_Task brief_:
The records below must be copied in full; omit the images.

_Available records_:
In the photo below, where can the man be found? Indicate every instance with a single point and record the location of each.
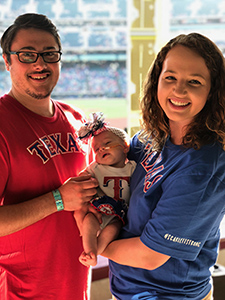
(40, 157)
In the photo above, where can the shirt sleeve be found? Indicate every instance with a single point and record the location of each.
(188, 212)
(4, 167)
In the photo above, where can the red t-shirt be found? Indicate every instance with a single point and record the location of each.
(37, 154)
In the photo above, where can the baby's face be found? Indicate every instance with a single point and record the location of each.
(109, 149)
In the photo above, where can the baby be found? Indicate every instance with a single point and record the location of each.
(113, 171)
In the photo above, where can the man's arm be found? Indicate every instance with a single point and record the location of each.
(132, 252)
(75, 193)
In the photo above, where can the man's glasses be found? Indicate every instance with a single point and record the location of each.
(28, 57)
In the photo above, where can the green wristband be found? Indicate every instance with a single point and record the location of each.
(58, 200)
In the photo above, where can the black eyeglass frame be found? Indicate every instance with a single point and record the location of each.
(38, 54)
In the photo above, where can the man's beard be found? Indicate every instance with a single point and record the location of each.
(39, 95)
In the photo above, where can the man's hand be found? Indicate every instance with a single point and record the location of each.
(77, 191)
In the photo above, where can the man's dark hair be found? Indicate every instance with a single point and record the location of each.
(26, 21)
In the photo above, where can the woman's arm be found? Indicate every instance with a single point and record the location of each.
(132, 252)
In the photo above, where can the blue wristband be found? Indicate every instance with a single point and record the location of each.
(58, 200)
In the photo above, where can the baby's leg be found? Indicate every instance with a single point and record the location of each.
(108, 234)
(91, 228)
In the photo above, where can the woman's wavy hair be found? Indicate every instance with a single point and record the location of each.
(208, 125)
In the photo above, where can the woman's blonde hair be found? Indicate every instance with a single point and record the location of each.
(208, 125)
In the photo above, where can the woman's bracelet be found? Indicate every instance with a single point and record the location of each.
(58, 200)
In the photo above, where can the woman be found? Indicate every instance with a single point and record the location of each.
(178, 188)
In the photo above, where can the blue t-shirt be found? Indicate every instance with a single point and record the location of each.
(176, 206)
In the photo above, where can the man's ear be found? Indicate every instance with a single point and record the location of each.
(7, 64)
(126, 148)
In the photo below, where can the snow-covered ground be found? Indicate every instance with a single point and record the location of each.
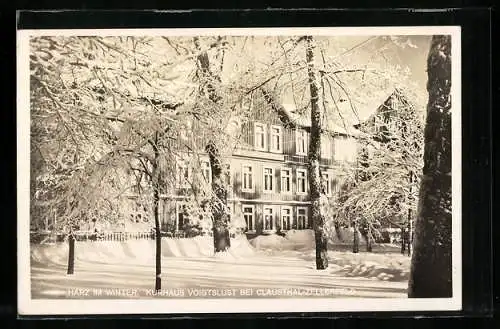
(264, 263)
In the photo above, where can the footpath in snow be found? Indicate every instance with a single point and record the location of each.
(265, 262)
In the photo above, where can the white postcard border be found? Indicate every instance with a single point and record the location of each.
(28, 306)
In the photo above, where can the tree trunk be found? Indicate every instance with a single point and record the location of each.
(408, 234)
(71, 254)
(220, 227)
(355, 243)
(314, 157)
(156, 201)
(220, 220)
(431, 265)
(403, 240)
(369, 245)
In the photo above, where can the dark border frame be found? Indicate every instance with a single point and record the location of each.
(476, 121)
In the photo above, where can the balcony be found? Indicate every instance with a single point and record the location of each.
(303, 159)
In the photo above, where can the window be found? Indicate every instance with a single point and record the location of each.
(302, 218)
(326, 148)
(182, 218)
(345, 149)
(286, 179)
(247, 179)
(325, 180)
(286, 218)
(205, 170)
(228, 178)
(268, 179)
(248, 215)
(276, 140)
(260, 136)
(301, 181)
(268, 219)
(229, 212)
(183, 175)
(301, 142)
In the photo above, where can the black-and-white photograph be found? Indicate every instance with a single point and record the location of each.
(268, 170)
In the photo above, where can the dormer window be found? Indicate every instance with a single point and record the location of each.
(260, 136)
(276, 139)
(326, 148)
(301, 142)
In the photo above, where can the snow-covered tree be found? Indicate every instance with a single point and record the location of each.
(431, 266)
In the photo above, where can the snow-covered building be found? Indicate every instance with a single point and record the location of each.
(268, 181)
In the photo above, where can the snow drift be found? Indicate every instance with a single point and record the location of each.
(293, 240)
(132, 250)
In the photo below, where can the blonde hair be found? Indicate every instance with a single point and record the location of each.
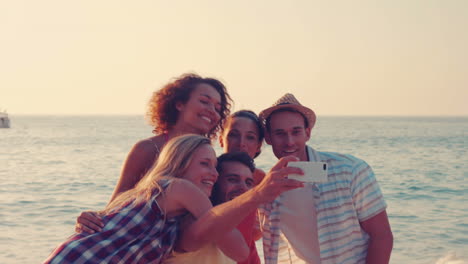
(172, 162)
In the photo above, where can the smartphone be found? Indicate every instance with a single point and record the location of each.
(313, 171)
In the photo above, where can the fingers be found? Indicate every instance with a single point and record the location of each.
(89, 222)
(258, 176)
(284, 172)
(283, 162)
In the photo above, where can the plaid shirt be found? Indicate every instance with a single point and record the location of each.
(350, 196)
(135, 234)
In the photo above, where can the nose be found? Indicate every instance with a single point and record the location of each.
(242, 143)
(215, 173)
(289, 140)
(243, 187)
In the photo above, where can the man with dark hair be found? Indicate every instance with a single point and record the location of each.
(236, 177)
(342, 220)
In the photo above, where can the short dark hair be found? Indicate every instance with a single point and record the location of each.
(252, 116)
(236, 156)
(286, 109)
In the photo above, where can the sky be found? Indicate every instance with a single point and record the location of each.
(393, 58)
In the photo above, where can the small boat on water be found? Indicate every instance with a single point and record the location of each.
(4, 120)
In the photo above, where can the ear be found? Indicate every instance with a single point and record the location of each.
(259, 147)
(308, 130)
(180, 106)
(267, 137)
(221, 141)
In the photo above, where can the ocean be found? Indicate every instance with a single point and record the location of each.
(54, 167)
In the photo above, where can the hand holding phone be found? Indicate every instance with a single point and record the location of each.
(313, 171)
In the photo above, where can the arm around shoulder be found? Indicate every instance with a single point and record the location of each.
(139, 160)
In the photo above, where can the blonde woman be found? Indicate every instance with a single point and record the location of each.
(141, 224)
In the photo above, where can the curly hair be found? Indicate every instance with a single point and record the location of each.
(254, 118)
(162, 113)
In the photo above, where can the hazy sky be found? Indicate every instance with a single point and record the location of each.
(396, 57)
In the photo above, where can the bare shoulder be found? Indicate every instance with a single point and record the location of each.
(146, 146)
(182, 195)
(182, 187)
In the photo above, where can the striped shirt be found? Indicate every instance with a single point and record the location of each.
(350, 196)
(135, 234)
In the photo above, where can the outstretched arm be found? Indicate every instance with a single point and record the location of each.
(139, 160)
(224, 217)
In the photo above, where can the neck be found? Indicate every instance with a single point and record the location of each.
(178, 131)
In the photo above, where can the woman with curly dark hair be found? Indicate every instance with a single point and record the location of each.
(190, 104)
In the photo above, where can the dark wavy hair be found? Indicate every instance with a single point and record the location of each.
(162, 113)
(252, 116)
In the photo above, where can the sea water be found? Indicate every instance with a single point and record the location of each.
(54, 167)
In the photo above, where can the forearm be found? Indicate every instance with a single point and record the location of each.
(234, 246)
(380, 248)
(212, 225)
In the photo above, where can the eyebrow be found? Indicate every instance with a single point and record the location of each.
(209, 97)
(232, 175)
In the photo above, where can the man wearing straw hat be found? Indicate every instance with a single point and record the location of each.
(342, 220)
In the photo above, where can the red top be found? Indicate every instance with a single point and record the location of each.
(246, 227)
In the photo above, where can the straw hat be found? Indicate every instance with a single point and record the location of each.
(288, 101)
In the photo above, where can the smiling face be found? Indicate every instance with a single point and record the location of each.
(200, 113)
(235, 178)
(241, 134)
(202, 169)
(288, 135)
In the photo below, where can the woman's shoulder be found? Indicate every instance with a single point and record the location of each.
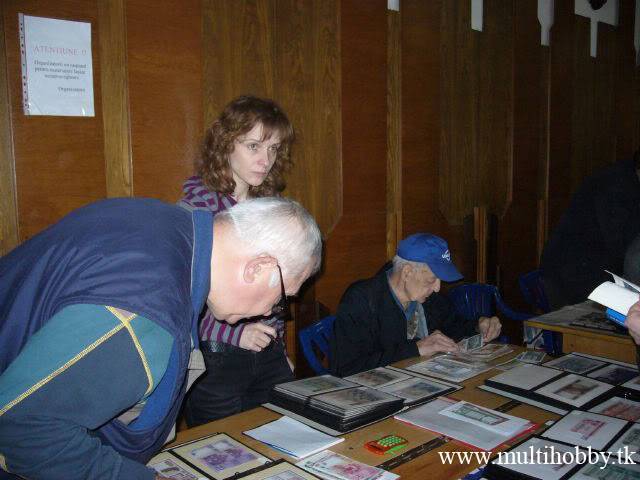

_Exercise output_:
In the photo below, where can the man be found? Indicate every instance with a single point and record the location of each.
(40, 157)
In the photo above, where can the shirt sleeve be found? Indicate every instance with a single point and record the location of each.
(188, 212)
(4, 167)
In the photo above, where can the red t-shirt be found? Indicate every instance with a single point and record the location of each.
(37, 154)
In the photo above, where can the baby's face be found? Indicate every instance with a single point and record the location of each.
(109, 149)
In the photo above, where can the baby be found? Indicate every instance with a single point and record the location of each.
(113, 171)
In the photo above, where can the man's arm be found? Indicate every instance with a single point and record the location of each.
(132, 252)
(75, 193)
In the photo above, where can the man's glasses be found? Indicate every instance with a single point and record the location of each.
(28, 57)
In the photo above, where can the green wristband be found? Indicate every instance with a single point and record the location of each.
(58, 200)
In the photo above, where can the black eyeglass frame be found? Indicate every instance with a single point and record the location of each.
(38, 54)
In the photo above, where can the man's beard be found? Indicate every instance with a single point and record the location of each.
(39, 95)
In the photo above, where can the man's hand be found? Indicate every instance with a single point and record the location of each.
(77, 191)
In the photo above, where can the man's dark hair be found? Indicate every instance with a single point and record the location of each.
(26, 21)
In the photo above, where can the woman's arm be found? Indicate every instance with a single point and record the location of each.
(132, 252)
In the photo above, where can the blue wristband be found? Indicate every instance with a single point and record the location of each.
(58, 200)
In the photo above, where can the baby's leg be found? Indicate every instance with a single point and record the location of each.
(108, 234)
(91, 228)
In the photo above, where can the woman's wavy hair be found? Indicate every instance with a single point and record the location of each.
(208, 125)
In the photo above, where can the woman's blonde hair be found? Indicate every instance with a single point and record the location of each.
(208, 125)
In the photo above, where can the woman's bracelet be found? Indicate every instance with a single point and record the location of each.
(58, 200)
In the photo above, where can the woman be found? Indicate every instance with a single point and record the location of each.
(178, 188)
In the photo above, where can the blue t-shirt be found? Indicate every instance with a single point and record the location of each.
(176, 206)
In the photo above, where can the man's ear be found? Indicate every instance with a single point and record the location of each.
(7, 64)
(126, 148)
In the photo below, where can the snow-covered ground be found? Indicate every instance with a single point and record the location of each.
(264, 263)
In the photo above, where can the footpath in snow be found? Indicate every instance with a single point and record the location of each.
(265, 262)
In the photo above, where can the white postcard border be found? Indicate every instance with a single point and record the location of each.
(28, 306)
In the photo above, where can the tree trunk be found? Indicate every instance with a single point and record the location of each.
(408, 234)
(71, 254)
(220, 227)
(355, 243)
(314, 157)
(156, 201)
(220, 220)
(431, 265)
(403, 240)
(369, 245)
In the photo above, where can the dark border frame be found? Indicate every instance with a single point and record the location of each.
(476, 121)
In the photo above, where can the balcony be found? Indicate every instance with a single point and record the location of each.
(303, 159)
In the photo above, where can the window be found? Indicate every instance with a single point and record the location of each.
(302, 218)
(326, 148)
(182, 218)
(345, 149)
(286, 179)
(247, 179)
(325, 180)
(286, 218)
(205, 170)
(228, 178)
(268, 179)
(248, 215)
(276, 140)
(260, 136)
(301, 181)
(268, 219)
(229, 212)
(183, 175)
(301, 142)
In the photo above, where can the black-and-white photograph be found? Indicate every instance with a single point and record the location of each.
(268, 170)
In the photo above, where can the dormer window be found? Indicate every instance with a single point and record the location of each.
(260, 136)
(276, 139)
(326, 148)
(301, 142)
In the photo above, where can the snow-covered tree be found? Indicate every instance with a single point and record the location of each.
(431, 266)
In the photo above, where can the snow-covered building be found? Indicate every instance with a single point and record the location of each.
(268, 181)
In the photo above, where can the snow drift be found? Indicate every instance with a single point and record the location of each.
(293, 240)
(132, 250)
In the photo below, where can the blonde hair be found? Indicate every instance with a single point and record the location of each.
(172, 162)
In the photo above, where can the smartphone be found? Indicate every instance with a single point and record the location of each.
(313, 171)
In the photo above, where can the fingers be found? Indicate every instance with a single point and record the location of each.
(89, 222)
(258, 176)
(284, 172)
(283, 162)
In the photo above, where can the plaid shirt be found? Indicate every instance with a single point and record the location of each.
(350, 196)
(135, 234)
In the photo above, where can the nose be found? Indicate every instance with a single point and record the location of each.
(242, 143)
(215, 173)
(289, 140)
(243, 187)
In the photo above, where can the man with dark hair be found? Indicate every instance with a single point and record the location of each.
(236, 177)
(342, 220)
In the photo above, where can the short dark hair be found? Indicate every instance with a single point and record the location of each.
(252, 116)
(236, 156)
(286, 109)
In the photo above, where can the sky be found? Indicate every instance with a single point and record the location of each.
(393, 58)
In the photo above, where can the small boat on water be found? Indicate every instance with a single point and record the location of each.
(4, 120)
In the photo above, where can the ear be found? Indicate every instance with a single point and record the location of each.
(259, 147)
(308, 130)
(180, 106)
(267, 137)
(221, 141)
In the photo above, where can the ocean be found? Indicate every instance with a single point and record the location of each.
(54, 167)
In the photo above, where can the hand holding phone be found? Indicate every instance with a single point and record the location of each.
(313, 171)
In the photo above, where can the arm around shoulder be found? Indicate every instance with a single point and record the location of each.
(139, 160)
In the photo above, where can the blonde woman be found? Indicate every instance with a single point and record the location of each.
(141, 224)
In the photo above, where can the curly hair be found? Indicate every instance with a single point and record the location of each.
(254, 118)
(162, 113)
In the photo above, where can the hazy sky be found? Indicate every instance with a single point and record the location of each.
(396, 57)
In the photo above, where can the bare shoulder be found? Indicate every instance with a single point and record the location of each.
(146, 146)
(182, 195)
(182, 187)
In the photo above, where can the striped shirt be found? Indicate every instance with a single point and record the location of each.
(350, 196)
(135, 234)
In the photo above, where can the outstretched arm be found? Indicate every instance with a single point and record the location of each.
(139, 160)
(224, 217)
In the photo above, where can the neck be found? Indicate every instance with a single point and record the location of each.
(178, 131)
In the photo above, where can the woman with curly dark hair be found? Indicate every instance with a single point and record the location of each.
(190, 104)
In the photo above, where can the dark wavy hair be found? Indicate every instance with a single point and record the location of each.
(162, 113)
(252, 116)
In the photo above, where can the sea water be found? Indicate every instance with a single point and record the location of each.
(54, 167)
In the photo above, where can the forearm be found? Indicate every instance with a single point and record the location of each.
(234, 246)
(380, 248)
(212, 225)
In the photo above, where can the eyebrow be found? Indicate every instance with a single point and record the location of each.
(209, 97)
(232, 175)
In the photo above, where can the man wearing straw hat be found? Indicate every instance with a single point and record the location of each.
(342, 220)
In the photo above, where can the red top be found? Indicate every instance with a single point and record the location of each.
(246, 227)
In the photo above, where can the straw hat be found? Indicate every instance with a single point and record the location of each.
(288, 101)
In the photo above, where can the smiling face be found? Indicate every instance with a single point and record the location of each.
(200, 113)
(235, 178)
(241, 134)
(202, 169)
(288, 135)
In the photo below, where can the woman's shoulder be found? Indicate every instance with a single point and record the location of each.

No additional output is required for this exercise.